» Sayfa metni
BIST 9.530
DOLAR 32,46
EURO 34,81
ALTIN 2.480,32

Semerkand'dan BM Genel Kuruluna sergilenen onurlu dik duruş ve onun irade beyanına yansıması

Sevgili dostlar; Şenghay İşbirliği Örgütü 15-16 Eylül tarihlerinde Özbekistan’ın Semerkand şehrinde toplanmış, ev sahibi ülke sıfatıyla Özbekistan’ın davetiyle Türkiye ve Azerbaycan da “özel misafir”  sıfatıyla zirveye katılmışlardı. Türkiye, her ne kadar 2012 yılında örgütle ilgili olarak “Diyalog Ortağı” statüsünü elde etmiş ise de, bu güne kadar zirve toplantılarına Cumhurbaşkanı düzeyinde ilk olarak katılıyordu.

Türkiye ve Azerbaycan dışında neredeyse bütün Türk Cumhuriyetleri Şanghay İşbirliği Örgütünün üyesi durumunda. Bununla birlikte Hindistan, Pakistan, Moğolistan’da teşkilatın üyesi. Hemen ifade edelim ki, Rusya ile Çin de teşkilatın etkin üyeleri arasında yer almakta.

Özel misafir olarak zirveye katılan Cumhurbaşkanımız sayın Erdoğan ikili görüşmeler doğrultusunda önce Azerbaycan Cumhurbaşkanı sayın Aliyev’le bir araya geldi, müteakiben Pakistan Başbakanı Şahbaz Şerif, Çin lideri Şi, Moğolistan Cumhurbaşkanı Ukhnaa, Rus lider Putin ve İran Cumhurbaşkanı Reisi ile başbaşa görüştü.

Bu esnada bir araya gelen liderlerin komplekste sergilemiş oldukları samimi pozlar dikkatleri çekmişti. Hele liderlerin komplekste hep bir arada oturarak sohbeti devam ettirirken sergilemiş oldukları samimiyet görülmeye değerdi. Sayın Aliyev, oturmuş olduğu koltuğu GARDAŞI Erdoğan’a verip kendisinin bir ötedeki sandalyeye geçmesi, aralarındaki kardeşliğin en bariz tezahürü idi. Sanki önceden düzenlenmiş gibi; sayın Cumhurbaşkanımız, bir bakıma muhabbet halkasına dönüşen dostların sohbet dizilişinin en baş ve en hakim noktasında, koltukta oturarak kendisini dikkatle dinleyen zirvenin iştirakçilerine sanki İmam MATURİDî’nin formüllerini belirlediği ve 10 asır öncesinden itibaren Semerkand’dan Batı’ya doğru akıp o giden gönül medeniyetinin tanıtımını yapıyordu.

» Kayıtlı satırlar

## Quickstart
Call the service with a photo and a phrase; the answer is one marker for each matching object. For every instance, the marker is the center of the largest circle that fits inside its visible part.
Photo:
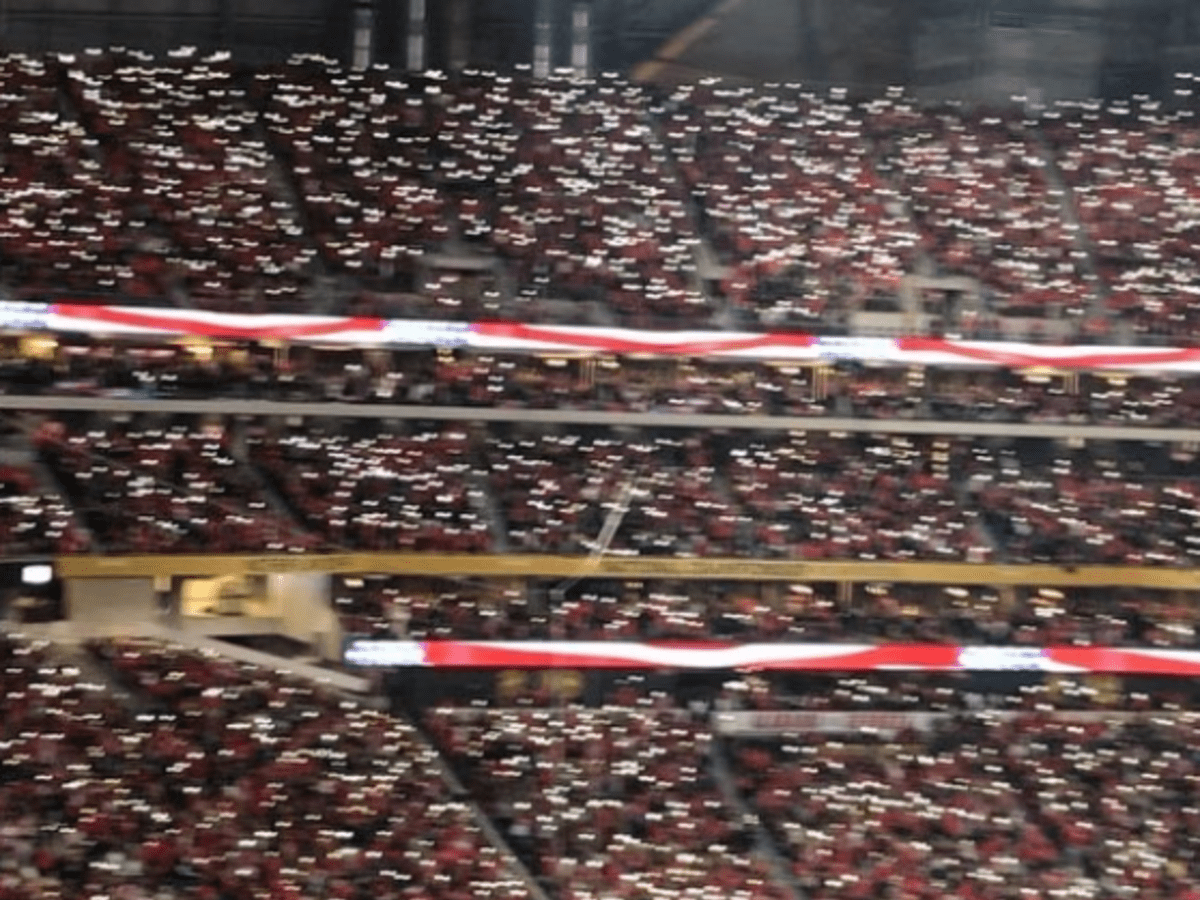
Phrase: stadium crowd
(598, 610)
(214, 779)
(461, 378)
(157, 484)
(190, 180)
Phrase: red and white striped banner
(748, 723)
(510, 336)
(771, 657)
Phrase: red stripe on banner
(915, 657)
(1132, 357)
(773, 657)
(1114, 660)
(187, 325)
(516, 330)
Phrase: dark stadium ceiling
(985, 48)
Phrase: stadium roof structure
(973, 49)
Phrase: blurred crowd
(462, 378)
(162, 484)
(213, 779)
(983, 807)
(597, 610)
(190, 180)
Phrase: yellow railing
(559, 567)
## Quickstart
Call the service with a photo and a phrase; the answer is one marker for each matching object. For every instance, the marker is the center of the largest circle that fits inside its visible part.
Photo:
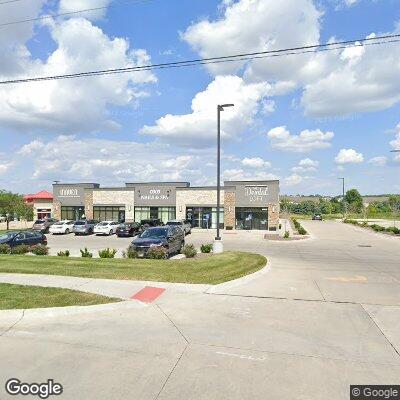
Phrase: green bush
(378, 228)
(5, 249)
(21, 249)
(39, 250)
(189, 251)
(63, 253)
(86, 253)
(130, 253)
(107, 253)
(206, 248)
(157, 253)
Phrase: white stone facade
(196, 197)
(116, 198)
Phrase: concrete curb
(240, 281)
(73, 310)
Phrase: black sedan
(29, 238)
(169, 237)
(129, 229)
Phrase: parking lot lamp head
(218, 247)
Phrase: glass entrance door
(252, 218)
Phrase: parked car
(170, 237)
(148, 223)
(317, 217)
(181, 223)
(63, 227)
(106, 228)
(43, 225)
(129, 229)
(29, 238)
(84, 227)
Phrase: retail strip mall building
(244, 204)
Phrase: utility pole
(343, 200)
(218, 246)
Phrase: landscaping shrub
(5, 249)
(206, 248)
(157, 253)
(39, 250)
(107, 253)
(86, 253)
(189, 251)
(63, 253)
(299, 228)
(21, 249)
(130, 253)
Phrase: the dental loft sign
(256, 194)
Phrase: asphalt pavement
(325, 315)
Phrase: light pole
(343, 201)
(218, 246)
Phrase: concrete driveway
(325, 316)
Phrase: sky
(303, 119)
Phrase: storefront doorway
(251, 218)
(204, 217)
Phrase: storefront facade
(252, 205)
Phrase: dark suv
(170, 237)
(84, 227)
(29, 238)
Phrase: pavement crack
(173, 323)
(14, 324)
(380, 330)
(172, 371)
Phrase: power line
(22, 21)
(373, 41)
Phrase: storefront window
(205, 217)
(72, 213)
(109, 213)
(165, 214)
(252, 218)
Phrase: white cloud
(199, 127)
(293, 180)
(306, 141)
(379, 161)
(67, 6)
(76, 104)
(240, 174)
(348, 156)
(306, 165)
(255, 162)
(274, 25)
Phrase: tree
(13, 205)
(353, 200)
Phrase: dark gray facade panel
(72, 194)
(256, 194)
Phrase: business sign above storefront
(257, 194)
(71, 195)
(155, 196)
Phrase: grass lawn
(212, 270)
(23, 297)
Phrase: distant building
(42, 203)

» Yapılacak görev
Semerkand zirvesini anlatan yazıya göre şu ifadelerin her birinin doğru olup olmadığını belirtiniz. Her ifadeyi evet ya da hayır ile yanıtlayıp kararı belirleyen sözleri metinden aynen aktarınız.
1. Zirve 15-16 Eylül tarihlerinde Semerkand'da toplanmıştır.
2. Türkiye, örgütle ilgili "Diyalog Ortağı" statüsünü 2012 yılında elde etmiştir.
3. Erdoğan, ikili görüşmelerinde ilk olarak Putin ile bir araya gelmiştir.
Kayıtların metinle herhangi bir ilgisi bulunmamaktadır.

» Görev sonucu
1. Evet: "15-16 Eylül tarihlerinde Özbekistan’ın Semerkand şehrinde toplanmış"
2. Evet: "2012 yılında örgütle ilgili olarak “Diyalog Ortağı” statüsünü elde etmiş"
3. Hayır: "önce Azerbaycan Cumhurbaşkanı sayın Aliyev’le bir araya geldi"